══ Text ══
Optical fibers are the thread that connects our modern digital world. Smaller in diameter than a human hair, these fibers can transmit light pulses of information at billions of pulses per second and over distances of several thousand kilometers, eclipsing what is possible with electrical cables.
These optical fibers are most commonly made of silica (SiO2) glass. While silica fibers are easily produced using well-established methods, optical losses in the fiber requires the use of expensive repeaters to boost the signal across long transmission distances.
The fluoride glass optical fiber, ZrF4-BaF2-LaF3-AlF3-NaF, commonly known as ZBLAN, at its theoretical best can have 10 to 100 times lower signal loss than silica fiber. However, when ZBLAN is produced on Earth, convection and other gravity-driven phenomena can cause imperfections because of the nonuniform distribution of the various chemical components within the fiber. These defects that occur during the process of solidification result in the formation of microcrystals that render the fibers unusable for many commercial applications.
To avoid the adverse effects of gravity, scientists have turned to the ISS National Lab to produce ZBLAN fiber in microgravity.
═══
══ Material provided ══
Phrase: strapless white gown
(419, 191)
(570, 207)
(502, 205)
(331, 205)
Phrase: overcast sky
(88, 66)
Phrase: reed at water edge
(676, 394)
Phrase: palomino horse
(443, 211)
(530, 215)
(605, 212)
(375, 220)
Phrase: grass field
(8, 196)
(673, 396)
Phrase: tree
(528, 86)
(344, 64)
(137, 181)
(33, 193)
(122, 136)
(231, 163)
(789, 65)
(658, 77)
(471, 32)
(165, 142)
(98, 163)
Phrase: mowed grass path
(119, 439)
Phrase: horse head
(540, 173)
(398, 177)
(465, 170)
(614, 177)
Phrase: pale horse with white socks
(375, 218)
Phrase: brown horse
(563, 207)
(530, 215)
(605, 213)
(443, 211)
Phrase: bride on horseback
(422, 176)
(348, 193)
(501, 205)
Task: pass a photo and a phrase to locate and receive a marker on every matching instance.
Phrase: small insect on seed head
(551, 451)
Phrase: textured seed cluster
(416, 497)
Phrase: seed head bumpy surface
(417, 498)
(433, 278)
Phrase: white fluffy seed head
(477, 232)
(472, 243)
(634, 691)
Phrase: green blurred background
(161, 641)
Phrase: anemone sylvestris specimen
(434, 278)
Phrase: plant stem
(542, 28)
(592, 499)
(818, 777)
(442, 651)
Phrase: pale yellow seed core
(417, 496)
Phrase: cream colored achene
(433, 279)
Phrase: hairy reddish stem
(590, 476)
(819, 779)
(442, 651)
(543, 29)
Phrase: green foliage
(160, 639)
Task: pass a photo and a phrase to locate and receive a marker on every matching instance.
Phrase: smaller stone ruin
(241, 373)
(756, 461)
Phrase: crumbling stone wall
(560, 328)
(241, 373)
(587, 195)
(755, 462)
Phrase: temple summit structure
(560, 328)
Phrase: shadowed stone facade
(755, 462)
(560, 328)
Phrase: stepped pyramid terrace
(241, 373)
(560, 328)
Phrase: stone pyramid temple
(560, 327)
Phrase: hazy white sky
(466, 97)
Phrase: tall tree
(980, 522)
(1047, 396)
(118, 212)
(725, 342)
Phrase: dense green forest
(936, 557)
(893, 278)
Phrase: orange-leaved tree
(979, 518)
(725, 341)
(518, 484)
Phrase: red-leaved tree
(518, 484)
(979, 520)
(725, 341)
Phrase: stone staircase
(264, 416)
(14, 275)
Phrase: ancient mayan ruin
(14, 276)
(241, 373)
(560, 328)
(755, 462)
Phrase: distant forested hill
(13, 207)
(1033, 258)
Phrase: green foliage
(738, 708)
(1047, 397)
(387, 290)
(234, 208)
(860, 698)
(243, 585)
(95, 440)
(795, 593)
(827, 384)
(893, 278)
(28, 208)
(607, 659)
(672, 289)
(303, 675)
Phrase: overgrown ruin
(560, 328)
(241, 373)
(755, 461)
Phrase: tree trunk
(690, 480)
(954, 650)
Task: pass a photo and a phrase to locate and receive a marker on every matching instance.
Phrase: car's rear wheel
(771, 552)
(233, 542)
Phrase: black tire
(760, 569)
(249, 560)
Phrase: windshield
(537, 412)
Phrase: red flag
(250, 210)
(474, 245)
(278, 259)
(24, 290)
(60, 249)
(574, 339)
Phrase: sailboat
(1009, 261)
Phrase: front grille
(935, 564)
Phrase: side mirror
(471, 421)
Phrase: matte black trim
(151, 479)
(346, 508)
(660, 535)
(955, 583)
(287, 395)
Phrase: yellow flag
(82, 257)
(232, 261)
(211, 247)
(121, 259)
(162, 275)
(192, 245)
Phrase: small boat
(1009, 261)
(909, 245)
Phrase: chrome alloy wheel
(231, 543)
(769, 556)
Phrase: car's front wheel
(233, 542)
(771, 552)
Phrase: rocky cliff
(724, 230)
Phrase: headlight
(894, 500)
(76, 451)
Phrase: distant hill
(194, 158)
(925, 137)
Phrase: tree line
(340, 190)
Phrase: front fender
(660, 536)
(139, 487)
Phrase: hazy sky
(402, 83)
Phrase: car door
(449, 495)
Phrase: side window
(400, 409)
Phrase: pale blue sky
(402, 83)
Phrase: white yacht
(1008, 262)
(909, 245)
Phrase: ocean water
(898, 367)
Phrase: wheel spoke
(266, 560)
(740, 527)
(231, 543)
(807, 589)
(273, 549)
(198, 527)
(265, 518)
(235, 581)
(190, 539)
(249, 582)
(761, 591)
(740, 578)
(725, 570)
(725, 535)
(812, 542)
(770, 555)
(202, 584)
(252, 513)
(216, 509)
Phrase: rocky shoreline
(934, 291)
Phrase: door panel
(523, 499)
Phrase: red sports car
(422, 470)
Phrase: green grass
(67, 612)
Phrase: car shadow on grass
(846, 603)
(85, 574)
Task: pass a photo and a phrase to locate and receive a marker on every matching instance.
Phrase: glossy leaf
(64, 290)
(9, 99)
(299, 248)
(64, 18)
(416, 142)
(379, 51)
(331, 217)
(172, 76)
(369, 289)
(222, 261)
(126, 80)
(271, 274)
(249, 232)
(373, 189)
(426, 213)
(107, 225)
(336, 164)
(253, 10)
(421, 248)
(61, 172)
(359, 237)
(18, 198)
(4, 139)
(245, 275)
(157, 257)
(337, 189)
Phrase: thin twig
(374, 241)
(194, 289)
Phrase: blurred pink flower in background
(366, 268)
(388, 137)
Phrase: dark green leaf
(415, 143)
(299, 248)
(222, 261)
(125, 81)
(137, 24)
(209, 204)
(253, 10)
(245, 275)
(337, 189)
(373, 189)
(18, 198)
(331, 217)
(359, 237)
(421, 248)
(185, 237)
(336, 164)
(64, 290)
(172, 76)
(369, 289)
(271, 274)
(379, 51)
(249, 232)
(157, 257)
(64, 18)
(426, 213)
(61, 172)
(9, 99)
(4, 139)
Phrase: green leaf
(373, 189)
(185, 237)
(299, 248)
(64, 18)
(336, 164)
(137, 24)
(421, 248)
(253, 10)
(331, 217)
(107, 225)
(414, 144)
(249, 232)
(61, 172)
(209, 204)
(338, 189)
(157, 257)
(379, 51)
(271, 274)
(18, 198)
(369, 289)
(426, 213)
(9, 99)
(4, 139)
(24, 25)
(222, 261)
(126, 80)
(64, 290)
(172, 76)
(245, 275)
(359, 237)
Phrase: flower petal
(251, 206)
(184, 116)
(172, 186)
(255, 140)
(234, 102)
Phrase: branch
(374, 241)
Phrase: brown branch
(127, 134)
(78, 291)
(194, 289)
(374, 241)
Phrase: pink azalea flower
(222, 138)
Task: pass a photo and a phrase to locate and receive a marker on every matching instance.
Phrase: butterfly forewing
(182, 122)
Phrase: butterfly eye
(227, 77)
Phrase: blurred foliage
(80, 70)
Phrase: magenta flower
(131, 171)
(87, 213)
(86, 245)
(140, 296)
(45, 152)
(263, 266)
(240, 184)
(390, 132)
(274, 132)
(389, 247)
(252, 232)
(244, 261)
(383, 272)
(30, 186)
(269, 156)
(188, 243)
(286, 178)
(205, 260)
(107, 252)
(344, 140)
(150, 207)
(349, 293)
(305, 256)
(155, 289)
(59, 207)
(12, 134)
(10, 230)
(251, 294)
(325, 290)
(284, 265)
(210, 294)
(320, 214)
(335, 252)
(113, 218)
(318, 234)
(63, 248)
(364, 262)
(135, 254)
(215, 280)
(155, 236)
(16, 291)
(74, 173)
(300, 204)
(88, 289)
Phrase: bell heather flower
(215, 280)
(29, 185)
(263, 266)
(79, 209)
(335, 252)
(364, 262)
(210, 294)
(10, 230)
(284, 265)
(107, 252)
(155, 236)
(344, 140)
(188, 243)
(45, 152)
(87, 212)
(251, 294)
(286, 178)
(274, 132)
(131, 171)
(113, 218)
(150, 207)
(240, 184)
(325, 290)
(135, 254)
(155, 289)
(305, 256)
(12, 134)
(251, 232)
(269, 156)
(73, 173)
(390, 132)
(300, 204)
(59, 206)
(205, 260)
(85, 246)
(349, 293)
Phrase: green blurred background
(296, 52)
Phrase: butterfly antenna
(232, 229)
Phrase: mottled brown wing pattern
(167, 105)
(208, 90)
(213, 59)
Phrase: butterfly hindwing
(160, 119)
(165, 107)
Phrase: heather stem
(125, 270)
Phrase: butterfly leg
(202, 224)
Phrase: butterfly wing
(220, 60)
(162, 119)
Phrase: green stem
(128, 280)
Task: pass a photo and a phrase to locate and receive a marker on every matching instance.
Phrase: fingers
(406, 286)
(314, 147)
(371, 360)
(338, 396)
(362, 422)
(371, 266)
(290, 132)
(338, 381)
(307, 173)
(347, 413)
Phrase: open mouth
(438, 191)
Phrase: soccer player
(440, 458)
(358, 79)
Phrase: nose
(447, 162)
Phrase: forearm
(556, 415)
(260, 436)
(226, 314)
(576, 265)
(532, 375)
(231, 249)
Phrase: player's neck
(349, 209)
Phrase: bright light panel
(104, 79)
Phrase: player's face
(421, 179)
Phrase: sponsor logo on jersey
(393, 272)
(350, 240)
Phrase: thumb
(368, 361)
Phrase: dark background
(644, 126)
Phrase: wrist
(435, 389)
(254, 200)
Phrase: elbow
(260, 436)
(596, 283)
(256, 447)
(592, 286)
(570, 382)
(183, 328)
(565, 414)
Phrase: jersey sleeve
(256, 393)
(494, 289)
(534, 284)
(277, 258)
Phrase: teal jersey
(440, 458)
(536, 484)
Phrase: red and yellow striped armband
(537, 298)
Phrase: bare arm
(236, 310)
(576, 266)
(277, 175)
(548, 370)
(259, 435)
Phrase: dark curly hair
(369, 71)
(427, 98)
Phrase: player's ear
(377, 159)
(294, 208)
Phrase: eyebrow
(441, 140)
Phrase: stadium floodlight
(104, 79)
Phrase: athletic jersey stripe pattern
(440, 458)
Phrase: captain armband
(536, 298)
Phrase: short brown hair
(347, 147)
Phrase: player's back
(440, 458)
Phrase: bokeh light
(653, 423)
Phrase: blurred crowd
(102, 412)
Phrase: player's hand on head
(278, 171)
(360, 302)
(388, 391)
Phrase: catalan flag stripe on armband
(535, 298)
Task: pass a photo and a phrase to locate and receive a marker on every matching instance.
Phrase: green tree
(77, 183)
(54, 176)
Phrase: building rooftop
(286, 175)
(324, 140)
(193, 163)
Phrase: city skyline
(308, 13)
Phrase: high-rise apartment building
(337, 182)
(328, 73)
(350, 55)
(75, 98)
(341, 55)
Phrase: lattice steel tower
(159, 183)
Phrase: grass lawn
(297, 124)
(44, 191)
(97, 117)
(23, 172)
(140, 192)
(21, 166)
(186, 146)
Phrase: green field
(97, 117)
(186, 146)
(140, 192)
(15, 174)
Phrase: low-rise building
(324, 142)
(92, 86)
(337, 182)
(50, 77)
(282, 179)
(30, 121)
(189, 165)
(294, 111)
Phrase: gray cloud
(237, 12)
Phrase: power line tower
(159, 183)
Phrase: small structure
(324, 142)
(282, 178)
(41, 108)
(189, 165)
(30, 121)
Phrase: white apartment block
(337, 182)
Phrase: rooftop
═══
* Directions
According to the optical fiber text, how much lower can ZBLAN's signal loss be than silica fiber's at its theoretical best?

* Output below
10 to 100 times lower